▶ _Written instruction_:
Starting at the line that contains "and find wheel" and ending after the line that contains "[119,87,160,121]", change "wheel arch" to "wheel well" and leave everything else unchanged. Output only those lines.

▶ _Extracted information_:
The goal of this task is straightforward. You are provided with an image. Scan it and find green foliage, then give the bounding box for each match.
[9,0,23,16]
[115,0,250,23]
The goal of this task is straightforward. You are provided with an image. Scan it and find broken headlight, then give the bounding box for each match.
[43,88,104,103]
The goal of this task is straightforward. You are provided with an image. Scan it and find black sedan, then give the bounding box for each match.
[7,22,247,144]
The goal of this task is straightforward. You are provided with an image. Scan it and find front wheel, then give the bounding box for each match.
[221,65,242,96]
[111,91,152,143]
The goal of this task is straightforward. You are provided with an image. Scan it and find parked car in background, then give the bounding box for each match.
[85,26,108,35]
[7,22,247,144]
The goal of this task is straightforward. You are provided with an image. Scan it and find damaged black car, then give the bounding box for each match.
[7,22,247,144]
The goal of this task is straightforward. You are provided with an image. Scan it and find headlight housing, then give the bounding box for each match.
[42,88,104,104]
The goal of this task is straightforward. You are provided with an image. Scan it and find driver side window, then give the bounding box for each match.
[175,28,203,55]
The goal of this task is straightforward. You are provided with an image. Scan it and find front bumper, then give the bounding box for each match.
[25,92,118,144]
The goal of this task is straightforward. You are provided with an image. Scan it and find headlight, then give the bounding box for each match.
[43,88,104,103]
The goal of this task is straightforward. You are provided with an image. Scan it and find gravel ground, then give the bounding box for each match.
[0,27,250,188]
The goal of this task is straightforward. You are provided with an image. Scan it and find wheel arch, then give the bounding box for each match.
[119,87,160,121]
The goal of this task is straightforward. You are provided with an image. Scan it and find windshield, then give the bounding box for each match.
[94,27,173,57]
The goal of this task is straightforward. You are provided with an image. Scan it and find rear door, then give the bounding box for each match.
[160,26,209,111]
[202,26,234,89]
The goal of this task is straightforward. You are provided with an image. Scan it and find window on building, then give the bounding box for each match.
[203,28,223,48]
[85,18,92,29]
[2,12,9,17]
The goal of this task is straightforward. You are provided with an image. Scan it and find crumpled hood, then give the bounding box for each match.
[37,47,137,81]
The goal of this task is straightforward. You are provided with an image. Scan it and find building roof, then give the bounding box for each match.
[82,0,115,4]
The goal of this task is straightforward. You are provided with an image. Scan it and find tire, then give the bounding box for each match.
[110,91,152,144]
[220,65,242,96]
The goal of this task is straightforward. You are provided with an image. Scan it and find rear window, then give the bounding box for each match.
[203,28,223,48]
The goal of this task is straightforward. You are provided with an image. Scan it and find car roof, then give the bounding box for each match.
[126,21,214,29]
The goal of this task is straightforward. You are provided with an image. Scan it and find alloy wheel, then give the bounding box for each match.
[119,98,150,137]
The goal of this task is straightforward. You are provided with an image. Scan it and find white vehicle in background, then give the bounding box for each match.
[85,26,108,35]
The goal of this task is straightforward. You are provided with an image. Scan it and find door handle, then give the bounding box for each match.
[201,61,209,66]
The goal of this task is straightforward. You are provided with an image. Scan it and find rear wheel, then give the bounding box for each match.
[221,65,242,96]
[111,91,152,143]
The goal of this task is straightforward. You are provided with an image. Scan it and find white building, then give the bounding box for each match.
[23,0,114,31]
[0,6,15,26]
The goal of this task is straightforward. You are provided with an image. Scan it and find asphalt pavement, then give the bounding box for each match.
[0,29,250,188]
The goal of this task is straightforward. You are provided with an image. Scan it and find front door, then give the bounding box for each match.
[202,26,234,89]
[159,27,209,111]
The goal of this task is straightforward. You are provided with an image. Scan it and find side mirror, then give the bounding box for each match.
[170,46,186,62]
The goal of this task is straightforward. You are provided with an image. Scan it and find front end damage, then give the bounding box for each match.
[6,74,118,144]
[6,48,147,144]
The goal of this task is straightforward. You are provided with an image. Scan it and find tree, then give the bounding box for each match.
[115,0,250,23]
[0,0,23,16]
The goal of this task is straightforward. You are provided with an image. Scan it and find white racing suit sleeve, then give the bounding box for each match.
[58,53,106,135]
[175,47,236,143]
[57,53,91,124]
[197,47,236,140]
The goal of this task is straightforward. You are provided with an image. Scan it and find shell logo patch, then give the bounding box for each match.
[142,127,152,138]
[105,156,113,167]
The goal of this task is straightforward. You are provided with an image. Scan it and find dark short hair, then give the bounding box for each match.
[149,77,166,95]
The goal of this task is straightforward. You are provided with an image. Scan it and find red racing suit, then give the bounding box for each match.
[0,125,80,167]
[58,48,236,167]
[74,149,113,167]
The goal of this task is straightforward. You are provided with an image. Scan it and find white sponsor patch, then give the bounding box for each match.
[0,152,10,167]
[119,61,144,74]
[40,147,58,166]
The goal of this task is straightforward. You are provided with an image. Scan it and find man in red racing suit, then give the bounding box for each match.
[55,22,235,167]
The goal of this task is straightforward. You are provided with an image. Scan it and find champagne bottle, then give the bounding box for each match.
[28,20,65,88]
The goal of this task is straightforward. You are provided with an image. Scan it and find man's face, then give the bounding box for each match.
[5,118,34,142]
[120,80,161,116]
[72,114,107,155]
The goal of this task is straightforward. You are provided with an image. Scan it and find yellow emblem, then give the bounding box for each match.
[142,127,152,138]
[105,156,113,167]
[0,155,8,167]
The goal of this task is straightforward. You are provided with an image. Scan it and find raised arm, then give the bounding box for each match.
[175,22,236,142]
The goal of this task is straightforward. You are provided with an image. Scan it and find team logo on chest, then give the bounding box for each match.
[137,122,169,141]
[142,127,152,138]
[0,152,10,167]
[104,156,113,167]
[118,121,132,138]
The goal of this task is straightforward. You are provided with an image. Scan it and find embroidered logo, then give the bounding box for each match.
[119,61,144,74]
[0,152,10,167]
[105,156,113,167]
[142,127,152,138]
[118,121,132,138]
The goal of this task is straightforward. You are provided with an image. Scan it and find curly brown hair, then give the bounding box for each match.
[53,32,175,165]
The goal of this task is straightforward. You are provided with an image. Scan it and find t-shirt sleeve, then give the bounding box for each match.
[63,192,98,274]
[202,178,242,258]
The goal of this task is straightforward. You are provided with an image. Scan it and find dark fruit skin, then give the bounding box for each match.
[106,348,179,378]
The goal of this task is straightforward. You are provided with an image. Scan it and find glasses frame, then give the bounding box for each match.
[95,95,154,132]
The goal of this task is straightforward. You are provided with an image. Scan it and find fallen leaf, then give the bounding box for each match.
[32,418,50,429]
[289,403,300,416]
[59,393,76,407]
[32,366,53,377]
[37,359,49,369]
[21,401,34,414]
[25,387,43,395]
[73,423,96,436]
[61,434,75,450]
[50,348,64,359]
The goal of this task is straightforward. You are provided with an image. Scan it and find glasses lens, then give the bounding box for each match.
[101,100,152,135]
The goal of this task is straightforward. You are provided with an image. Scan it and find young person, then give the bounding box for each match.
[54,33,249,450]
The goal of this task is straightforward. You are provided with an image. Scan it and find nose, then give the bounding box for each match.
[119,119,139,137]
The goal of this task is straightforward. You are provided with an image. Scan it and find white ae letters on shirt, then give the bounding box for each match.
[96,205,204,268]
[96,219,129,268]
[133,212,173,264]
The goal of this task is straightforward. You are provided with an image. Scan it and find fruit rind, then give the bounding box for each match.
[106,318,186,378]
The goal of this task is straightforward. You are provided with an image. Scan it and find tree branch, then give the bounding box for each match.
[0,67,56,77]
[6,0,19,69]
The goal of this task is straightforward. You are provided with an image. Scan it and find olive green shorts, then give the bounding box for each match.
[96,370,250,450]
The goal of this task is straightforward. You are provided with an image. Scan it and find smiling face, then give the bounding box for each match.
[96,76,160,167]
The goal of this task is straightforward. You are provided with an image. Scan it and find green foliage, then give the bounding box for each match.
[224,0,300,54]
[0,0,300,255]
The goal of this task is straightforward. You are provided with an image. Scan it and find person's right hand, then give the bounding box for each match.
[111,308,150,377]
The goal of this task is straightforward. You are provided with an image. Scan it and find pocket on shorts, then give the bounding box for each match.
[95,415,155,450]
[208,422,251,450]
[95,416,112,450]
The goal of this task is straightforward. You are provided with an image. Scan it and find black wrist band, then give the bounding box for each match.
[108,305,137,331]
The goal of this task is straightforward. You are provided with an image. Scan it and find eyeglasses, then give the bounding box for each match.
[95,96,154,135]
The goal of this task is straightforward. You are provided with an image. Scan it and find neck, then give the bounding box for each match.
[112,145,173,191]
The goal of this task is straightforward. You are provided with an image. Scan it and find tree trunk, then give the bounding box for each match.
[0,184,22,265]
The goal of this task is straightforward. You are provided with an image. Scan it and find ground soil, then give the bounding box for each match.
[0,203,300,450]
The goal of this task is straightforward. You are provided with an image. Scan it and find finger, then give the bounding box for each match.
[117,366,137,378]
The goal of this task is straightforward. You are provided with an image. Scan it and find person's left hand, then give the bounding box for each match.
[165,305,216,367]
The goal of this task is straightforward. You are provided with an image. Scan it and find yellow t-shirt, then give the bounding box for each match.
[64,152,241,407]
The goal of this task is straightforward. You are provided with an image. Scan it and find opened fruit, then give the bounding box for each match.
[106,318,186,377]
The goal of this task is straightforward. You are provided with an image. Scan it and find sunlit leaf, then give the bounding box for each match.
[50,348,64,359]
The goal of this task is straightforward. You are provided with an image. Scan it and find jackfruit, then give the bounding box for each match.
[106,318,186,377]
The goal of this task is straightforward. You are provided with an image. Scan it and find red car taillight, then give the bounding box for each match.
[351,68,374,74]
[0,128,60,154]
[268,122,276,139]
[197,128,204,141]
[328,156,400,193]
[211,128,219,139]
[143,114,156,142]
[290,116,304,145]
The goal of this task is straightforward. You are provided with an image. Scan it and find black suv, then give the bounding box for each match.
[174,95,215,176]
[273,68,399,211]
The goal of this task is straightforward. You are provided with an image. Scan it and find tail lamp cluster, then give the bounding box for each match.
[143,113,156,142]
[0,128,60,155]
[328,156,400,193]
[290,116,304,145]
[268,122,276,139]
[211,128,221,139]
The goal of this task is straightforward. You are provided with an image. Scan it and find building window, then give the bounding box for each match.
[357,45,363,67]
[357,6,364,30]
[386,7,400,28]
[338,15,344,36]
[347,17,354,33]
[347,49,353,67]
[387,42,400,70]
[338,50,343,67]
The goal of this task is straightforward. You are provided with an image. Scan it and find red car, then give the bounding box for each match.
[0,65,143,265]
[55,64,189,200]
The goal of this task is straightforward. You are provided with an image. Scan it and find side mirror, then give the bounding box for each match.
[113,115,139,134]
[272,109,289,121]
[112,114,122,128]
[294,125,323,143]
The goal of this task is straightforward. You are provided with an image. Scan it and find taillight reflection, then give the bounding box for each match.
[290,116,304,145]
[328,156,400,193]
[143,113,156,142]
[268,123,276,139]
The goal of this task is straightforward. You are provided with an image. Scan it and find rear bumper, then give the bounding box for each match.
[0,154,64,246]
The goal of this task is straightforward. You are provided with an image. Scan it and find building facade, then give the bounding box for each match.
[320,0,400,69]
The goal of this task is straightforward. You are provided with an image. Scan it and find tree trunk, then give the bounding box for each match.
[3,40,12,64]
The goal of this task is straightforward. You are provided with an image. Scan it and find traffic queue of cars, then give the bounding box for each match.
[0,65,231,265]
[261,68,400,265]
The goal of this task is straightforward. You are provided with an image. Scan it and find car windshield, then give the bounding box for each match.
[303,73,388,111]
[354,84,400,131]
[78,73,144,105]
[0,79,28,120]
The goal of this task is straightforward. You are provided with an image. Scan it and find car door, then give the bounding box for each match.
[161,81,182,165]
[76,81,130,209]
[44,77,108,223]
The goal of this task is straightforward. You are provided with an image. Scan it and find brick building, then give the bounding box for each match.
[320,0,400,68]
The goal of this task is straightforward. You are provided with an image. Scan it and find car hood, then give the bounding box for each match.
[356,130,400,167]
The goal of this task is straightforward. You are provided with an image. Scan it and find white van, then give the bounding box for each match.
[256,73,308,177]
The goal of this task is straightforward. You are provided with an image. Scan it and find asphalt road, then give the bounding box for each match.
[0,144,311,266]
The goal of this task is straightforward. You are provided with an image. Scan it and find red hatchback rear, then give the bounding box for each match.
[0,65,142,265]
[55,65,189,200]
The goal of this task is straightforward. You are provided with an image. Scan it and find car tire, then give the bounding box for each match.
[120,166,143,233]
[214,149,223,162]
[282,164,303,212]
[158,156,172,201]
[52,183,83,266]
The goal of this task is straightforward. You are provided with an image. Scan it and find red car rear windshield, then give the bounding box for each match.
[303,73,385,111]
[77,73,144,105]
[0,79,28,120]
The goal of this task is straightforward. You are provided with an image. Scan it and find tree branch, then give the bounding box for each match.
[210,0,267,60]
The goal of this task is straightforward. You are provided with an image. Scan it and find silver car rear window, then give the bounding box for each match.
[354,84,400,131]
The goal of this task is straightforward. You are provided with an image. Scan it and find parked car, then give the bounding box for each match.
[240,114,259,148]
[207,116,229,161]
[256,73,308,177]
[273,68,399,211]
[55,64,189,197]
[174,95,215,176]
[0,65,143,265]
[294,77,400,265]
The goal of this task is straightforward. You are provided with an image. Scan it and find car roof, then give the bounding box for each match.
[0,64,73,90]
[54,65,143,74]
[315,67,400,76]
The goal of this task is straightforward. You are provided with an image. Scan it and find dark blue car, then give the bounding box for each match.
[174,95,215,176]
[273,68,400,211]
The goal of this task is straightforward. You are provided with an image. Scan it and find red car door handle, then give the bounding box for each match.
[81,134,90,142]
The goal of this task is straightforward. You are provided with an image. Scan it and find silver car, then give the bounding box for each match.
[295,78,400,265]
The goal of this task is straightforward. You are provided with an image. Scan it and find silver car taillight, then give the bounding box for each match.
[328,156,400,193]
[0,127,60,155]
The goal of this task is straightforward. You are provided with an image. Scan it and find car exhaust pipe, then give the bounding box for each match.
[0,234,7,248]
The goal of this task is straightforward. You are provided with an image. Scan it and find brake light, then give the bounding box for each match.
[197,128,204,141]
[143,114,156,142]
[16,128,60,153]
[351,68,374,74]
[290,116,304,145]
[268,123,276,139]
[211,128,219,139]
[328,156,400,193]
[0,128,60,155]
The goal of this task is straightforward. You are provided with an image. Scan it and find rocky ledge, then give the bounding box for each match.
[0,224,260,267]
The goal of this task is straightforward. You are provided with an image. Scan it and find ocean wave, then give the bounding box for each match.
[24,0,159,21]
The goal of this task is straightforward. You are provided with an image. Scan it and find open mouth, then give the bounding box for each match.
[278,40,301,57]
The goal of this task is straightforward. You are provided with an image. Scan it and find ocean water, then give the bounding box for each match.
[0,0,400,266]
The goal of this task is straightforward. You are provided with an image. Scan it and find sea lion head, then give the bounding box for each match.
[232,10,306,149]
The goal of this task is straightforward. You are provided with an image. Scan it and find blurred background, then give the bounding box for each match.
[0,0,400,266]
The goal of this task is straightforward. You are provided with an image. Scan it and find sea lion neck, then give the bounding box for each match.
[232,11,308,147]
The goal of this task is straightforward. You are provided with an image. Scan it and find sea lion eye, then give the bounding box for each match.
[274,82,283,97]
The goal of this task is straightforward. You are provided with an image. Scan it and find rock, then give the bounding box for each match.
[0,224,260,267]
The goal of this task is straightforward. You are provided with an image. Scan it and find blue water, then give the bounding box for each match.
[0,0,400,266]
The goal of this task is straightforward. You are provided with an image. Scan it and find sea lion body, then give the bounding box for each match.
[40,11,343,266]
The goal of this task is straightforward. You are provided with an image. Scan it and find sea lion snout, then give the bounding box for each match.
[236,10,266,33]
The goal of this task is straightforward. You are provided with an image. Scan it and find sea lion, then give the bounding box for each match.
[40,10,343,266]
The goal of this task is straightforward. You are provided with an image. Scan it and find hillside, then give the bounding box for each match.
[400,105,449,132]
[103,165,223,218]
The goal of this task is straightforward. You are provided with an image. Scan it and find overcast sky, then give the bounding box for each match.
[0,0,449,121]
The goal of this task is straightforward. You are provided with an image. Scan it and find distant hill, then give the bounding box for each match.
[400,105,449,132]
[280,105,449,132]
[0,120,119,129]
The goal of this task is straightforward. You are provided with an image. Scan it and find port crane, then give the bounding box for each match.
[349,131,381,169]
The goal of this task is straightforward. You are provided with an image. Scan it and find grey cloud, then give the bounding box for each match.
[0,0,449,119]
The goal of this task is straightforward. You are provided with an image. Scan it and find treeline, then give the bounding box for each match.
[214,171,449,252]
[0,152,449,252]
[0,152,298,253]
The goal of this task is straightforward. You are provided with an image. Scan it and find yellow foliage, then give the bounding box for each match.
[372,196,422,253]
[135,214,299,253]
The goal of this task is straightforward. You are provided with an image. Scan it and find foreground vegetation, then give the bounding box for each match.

▶ _Completed task_:
The goal of this task is straightforward. You are provided with an image. Scan it and find wheel well, then give the bounding box for each match.
[119,87,160,121]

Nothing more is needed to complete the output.